**** EXERCISE INPUT ****

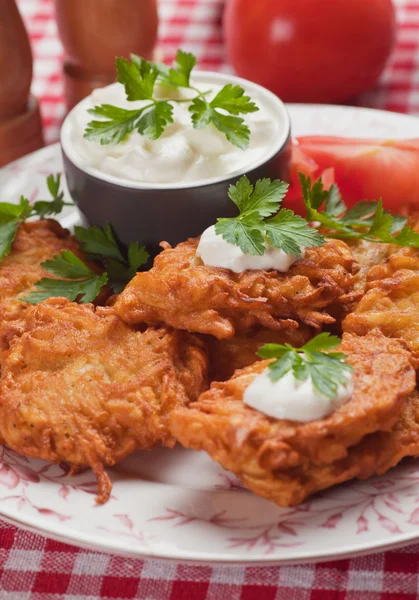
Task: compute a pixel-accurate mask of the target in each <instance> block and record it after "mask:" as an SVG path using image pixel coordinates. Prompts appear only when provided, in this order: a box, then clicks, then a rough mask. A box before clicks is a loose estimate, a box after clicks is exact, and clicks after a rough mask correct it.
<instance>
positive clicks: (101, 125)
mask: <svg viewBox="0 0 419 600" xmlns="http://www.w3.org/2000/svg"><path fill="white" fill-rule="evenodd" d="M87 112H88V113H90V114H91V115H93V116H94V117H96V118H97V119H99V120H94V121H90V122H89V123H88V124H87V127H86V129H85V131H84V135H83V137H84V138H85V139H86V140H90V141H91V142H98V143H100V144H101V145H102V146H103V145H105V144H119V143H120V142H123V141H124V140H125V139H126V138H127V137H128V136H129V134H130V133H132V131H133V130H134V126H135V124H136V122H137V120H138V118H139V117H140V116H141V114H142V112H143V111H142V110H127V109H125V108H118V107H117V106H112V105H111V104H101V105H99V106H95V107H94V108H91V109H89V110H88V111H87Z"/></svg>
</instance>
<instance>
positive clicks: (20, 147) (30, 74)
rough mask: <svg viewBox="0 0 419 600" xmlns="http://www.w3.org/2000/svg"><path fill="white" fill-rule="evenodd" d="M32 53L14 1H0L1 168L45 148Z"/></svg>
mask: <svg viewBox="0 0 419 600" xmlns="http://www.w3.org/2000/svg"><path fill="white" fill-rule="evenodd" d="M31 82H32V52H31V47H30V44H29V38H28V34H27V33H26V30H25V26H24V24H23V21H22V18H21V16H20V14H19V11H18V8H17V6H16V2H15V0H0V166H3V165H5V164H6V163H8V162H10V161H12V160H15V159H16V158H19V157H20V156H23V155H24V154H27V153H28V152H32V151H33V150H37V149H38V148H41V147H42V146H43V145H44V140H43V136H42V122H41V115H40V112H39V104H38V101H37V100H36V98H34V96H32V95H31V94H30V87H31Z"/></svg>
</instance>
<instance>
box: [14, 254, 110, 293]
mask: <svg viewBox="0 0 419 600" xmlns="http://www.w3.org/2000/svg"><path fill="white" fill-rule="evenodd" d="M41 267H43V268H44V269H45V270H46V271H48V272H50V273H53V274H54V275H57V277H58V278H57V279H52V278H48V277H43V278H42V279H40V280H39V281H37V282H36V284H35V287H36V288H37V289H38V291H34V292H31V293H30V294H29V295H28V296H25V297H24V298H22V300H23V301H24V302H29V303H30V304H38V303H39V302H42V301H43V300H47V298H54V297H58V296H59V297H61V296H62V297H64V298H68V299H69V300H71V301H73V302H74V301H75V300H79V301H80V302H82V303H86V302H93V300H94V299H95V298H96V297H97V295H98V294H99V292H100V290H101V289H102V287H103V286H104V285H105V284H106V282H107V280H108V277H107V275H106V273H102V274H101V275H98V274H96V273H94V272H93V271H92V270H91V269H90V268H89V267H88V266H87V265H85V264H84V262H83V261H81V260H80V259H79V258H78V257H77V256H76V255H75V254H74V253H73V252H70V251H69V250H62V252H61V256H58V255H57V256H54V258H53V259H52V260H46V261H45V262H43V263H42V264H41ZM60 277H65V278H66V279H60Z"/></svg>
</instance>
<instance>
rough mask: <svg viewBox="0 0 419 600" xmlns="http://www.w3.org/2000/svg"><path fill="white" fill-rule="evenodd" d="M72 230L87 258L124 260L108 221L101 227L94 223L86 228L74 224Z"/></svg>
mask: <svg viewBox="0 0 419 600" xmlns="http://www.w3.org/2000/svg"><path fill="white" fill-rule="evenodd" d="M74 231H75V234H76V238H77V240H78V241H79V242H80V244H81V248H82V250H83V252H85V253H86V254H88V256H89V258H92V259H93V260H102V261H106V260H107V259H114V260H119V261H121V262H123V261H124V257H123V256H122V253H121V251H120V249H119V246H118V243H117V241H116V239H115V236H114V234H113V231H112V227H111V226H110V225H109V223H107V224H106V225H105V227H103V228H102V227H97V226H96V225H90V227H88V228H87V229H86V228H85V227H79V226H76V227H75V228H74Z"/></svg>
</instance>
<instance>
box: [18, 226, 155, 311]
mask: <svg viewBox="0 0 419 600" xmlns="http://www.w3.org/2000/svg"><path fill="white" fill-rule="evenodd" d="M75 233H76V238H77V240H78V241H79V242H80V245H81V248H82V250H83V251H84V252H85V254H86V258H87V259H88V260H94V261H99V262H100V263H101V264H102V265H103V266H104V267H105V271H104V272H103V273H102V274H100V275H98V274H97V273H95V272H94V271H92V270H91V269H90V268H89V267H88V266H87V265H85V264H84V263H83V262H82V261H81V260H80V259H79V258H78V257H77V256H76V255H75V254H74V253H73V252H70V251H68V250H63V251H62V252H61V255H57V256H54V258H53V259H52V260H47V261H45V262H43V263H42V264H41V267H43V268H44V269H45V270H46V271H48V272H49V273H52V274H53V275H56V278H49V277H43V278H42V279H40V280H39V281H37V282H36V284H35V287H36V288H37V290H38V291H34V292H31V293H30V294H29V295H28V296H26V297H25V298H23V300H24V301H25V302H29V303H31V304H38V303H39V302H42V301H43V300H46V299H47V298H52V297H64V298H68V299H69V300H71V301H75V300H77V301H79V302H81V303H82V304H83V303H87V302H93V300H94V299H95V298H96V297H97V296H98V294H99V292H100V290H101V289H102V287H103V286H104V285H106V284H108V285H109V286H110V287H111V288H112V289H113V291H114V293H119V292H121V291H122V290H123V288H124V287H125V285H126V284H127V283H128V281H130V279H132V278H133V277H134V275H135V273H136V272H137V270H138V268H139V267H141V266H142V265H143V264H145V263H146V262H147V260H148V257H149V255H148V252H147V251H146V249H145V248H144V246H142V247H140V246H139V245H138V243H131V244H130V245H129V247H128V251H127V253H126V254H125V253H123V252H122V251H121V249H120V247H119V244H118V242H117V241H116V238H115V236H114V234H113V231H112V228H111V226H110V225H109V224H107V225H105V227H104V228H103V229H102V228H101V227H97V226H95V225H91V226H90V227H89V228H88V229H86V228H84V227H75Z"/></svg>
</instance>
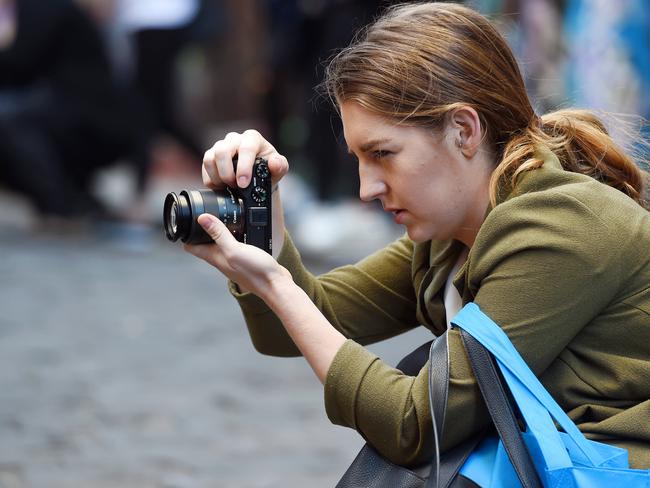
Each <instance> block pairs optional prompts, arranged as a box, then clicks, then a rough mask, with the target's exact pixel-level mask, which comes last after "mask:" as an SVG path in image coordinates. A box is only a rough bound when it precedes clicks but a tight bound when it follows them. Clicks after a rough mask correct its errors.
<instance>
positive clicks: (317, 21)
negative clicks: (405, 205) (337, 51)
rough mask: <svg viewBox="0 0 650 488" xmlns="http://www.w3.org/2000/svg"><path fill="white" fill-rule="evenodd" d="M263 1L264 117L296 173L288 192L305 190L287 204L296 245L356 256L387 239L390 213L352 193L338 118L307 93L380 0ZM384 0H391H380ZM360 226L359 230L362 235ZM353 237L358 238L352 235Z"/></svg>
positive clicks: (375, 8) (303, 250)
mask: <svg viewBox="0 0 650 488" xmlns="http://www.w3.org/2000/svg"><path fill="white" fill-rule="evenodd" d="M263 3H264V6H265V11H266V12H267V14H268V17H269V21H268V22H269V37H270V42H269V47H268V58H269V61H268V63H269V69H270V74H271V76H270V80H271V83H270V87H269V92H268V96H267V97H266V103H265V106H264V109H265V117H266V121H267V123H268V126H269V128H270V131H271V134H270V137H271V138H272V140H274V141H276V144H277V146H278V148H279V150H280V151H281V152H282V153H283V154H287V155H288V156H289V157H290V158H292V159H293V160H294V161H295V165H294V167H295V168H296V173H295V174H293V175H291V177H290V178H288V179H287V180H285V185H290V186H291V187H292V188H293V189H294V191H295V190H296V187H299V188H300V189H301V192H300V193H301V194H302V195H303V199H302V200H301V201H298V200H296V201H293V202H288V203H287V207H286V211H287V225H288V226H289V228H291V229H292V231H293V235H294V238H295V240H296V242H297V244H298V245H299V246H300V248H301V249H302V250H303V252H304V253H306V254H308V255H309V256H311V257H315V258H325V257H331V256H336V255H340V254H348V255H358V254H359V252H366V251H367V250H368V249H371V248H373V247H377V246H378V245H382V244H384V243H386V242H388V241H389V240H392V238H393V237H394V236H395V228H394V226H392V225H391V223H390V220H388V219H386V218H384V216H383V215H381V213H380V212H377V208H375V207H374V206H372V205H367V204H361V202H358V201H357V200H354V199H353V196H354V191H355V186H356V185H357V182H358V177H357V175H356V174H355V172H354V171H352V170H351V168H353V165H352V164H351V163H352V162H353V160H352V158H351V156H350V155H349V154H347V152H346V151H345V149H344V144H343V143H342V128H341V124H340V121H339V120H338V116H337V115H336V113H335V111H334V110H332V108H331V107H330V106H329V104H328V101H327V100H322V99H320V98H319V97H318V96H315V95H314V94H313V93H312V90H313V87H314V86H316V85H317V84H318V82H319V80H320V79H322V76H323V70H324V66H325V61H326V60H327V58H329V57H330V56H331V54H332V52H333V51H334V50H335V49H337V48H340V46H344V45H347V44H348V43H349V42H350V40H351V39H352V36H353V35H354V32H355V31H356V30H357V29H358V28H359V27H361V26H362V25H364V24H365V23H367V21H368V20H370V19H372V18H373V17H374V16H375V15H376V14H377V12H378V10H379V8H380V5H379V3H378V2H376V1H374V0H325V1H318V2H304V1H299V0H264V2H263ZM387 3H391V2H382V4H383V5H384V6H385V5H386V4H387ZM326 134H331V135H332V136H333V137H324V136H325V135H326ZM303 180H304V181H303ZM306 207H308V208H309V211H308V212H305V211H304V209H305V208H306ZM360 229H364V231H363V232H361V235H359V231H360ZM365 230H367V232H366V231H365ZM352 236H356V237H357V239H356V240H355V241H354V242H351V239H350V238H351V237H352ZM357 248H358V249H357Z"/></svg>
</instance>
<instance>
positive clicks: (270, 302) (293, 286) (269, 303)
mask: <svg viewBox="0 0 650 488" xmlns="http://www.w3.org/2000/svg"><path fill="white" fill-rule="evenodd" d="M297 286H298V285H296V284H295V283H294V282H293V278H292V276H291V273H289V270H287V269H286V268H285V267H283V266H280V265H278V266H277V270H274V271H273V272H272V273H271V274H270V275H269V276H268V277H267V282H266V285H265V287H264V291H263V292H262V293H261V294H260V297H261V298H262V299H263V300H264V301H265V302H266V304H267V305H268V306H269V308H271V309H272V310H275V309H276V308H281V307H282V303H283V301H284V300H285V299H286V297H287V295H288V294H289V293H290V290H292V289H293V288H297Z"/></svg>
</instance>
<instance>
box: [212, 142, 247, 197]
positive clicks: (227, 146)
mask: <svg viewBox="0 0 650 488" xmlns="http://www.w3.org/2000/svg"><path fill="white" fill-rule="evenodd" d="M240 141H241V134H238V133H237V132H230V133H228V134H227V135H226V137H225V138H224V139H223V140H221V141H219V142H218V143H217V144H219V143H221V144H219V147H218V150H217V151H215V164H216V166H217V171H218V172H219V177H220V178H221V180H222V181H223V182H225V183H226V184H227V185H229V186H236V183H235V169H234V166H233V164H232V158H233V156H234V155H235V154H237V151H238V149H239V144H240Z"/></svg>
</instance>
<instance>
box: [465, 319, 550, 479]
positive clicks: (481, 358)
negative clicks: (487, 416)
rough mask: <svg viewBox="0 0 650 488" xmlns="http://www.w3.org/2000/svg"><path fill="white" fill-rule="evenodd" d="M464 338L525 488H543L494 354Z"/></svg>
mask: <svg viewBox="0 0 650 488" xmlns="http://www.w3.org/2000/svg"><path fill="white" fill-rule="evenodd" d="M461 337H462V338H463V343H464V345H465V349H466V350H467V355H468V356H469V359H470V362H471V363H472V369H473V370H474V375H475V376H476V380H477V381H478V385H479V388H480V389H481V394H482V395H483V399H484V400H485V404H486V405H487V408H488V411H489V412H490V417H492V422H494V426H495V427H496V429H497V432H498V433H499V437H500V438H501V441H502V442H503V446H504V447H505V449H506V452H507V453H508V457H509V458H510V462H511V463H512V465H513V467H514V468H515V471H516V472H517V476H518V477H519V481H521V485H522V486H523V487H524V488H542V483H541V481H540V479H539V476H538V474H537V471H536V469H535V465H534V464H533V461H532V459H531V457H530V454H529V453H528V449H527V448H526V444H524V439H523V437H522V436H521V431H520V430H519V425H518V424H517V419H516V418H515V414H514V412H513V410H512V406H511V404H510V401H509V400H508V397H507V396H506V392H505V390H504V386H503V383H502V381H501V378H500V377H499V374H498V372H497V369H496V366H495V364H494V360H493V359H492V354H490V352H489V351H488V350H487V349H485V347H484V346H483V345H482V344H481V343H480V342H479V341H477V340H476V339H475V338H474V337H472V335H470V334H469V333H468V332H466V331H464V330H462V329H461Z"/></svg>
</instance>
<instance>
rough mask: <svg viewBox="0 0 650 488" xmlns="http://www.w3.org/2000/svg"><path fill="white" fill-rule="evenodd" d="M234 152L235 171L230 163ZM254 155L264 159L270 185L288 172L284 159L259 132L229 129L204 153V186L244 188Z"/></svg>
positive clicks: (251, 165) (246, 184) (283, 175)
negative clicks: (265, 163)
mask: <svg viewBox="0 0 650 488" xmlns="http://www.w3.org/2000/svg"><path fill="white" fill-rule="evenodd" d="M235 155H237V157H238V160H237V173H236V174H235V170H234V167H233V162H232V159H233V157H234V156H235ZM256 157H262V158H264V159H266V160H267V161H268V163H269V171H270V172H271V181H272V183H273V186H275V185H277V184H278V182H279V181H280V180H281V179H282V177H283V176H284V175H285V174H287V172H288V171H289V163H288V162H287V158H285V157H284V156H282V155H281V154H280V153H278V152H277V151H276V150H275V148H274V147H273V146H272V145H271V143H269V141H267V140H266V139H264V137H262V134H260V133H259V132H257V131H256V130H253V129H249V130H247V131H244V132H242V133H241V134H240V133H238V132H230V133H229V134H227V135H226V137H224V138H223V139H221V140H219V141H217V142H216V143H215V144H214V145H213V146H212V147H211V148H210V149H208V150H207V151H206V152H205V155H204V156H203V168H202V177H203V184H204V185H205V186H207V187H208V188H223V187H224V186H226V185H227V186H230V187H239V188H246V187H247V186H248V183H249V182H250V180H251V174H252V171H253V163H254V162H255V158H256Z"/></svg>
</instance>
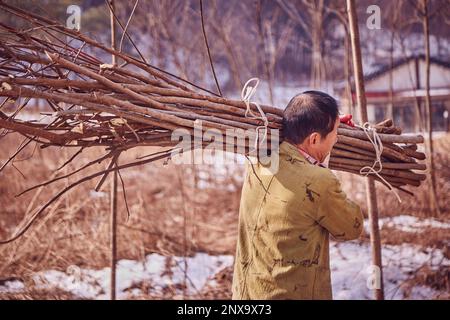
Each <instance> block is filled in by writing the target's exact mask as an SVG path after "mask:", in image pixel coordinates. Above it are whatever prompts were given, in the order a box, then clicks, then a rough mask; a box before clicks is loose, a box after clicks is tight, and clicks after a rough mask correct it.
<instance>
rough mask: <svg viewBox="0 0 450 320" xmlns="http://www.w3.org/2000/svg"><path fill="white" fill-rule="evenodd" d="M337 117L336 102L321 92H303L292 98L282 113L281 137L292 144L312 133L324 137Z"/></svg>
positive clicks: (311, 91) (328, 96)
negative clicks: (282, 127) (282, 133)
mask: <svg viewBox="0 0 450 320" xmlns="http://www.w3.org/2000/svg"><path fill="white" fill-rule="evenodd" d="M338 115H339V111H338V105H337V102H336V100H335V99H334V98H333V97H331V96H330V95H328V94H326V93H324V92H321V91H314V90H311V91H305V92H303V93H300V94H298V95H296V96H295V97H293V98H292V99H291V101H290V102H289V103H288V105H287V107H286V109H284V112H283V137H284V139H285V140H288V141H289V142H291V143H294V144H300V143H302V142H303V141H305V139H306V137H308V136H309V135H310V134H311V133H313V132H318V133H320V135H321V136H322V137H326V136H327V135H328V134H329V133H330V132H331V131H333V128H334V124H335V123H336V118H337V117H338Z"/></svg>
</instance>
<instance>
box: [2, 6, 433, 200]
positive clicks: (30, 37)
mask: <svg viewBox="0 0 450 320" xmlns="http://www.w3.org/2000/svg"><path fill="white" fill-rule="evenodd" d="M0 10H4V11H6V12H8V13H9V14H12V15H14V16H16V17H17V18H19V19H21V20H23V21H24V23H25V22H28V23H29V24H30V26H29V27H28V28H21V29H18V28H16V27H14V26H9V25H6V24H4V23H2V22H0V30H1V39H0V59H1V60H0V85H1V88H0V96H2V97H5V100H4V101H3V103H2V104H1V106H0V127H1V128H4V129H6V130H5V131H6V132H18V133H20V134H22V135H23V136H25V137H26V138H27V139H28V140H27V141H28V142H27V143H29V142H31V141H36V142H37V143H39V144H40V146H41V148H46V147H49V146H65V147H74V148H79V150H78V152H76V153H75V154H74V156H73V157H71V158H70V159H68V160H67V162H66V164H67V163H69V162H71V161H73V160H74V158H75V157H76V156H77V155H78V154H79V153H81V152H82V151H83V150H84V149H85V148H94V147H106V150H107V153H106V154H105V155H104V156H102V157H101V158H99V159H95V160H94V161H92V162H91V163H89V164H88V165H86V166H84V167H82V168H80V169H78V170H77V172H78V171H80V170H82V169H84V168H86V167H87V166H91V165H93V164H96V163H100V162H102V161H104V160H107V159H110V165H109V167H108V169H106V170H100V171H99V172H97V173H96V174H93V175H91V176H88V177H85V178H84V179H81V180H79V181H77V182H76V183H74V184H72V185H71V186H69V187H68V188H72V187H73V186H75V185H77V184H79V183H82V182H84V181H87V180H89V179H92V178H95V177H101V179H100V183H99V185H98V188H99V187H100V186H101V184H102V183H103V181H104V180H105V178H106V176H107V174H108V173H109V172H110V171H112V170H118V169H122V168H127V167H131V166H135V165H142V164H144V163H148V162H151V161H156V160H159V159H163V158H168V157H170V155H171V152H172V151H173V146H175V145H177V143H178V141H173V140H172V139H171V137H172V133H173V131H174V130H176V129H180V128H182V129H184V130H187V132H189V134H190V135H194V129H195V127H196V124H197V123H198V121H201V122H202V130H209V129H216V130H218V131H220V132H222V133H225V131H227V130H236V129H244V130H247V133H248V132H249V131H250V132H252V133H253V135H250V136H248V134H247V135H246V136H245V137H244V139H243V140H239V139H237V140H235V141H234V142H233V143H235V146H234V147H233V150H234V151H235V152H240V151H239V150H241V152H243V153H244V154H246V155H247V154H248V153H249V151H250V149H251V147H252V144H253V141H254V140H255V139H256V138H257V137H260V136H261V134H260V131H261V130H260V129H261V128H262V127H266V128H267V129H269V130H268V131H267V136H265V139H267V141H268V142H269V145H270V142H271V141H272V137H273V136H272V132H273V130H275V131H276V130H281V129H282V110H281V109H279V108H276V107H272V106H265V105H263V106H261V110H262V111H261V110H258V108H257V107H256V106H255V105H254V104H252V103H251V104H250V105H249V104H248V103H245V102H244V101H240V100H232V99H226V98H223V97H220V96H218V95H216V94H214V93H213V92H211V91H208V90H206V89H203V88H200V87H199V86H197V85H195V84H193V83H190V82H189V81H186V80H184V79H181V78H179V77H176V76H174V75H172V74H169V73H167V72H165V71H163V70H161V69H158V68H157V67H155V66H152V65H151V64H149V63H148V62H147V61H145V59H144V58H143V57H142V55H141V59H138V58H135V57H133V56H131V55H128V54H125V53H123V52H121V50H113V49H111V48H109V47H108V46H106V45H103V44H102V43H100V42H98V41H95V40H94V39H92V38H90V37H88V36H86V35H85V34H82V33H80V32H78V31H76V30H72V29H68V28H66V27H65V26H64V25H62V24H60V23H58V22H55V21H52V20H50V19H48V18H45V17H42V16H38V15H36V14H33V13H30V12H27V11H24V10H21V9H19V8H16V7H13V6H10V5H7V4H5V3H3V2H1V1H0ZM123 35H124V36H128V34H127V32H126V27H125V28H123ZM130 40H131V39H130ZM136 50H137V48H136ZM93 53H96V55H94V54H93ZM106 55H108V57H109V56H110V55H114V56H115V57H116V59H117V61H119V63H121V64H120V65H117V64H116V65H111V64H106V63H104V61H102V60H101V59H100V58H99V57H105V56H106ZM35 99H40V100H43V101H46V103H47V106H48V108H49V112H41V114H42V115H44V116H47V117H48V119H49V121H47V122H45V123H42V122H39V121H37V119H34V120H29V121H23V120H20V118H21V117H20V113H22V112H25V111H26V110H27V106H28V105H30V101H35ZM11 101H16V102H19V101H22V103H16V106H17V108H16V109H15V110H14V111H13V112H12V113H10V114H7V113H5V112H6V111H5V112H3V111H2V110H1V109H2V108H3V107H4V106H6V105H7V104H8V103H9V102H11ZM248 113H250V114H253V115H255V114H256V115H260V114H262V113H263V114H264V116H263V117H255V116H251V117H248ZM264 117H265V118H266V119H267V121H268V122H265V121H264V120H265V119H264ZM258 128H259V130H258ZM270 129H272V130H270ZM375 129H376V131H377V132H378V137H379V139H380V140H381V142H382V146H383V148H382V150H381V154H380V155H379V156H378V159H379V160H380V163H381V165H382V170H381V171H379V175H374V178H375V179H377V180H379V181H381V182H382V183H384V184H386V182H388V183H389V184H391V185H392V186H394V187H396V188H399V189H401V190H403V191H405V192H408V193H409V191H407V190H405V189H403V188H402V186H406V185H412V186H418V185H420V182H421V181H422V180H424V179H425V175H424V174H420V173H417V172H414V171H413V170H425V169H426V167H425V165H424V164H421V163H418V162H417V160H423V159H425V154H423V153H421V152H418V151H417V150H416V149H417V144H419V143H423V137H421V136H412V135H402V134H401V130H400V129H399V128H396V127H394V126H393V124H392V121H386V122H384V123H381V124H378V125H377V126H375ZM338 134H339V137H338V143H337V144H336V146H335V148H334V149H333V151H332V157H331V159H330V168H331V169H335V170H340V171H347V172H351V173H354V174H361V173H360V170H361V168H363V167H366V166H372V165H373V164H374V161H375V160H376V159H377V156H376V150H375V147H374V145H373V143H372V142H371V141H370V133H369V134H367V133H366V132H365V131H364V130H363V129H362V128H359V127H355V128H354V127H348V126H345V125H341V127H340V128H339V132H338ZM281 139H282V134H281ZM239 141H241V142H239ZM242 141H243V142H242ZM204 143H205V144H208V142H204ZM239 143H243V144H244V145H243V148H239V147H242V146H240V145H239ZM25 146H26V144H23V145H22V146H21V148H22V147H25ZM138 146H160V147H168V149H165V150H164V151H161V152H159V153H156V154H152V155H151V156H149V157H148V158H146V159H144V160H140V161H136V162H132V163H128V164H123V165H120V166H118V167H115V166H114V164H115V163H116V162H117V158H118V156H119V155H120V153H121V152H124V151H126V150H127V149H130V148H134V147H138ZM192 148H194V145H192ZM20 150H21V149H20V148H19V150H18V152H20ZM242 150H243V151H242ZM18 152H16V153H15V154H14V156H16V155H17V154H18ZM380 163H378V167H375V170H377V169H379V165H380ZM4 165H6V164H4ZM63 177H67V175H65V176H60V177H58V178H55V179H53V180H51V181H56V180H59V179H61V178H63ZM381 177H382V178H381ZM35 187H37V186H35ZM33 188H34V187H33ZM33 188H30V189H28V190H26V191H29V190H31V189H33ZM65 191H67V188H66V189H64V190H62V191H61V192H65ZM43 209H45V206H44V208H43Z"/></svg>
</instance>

****

**EXERCISE OBJECTIVE:**
Please reproduce the lines starting at the beginning of the items and ending with the line containing "positive clicks: (101, 125)", both ends included. Leave the pictures out.

**OUTPUT OF THE TASK:**
Task: compute a pixel-accurate mask of the target in each <instance> block and record it after "mask:" as an SVG path using image pixel coordinates. Prompts appear only when provided, in this order: a box, then clicks, then a rough mask. A box before clicks is a loose estimate, a box after clicks is exact, and clicks after a rough mask correct it.
<instance>
positive clicks: (101, 125)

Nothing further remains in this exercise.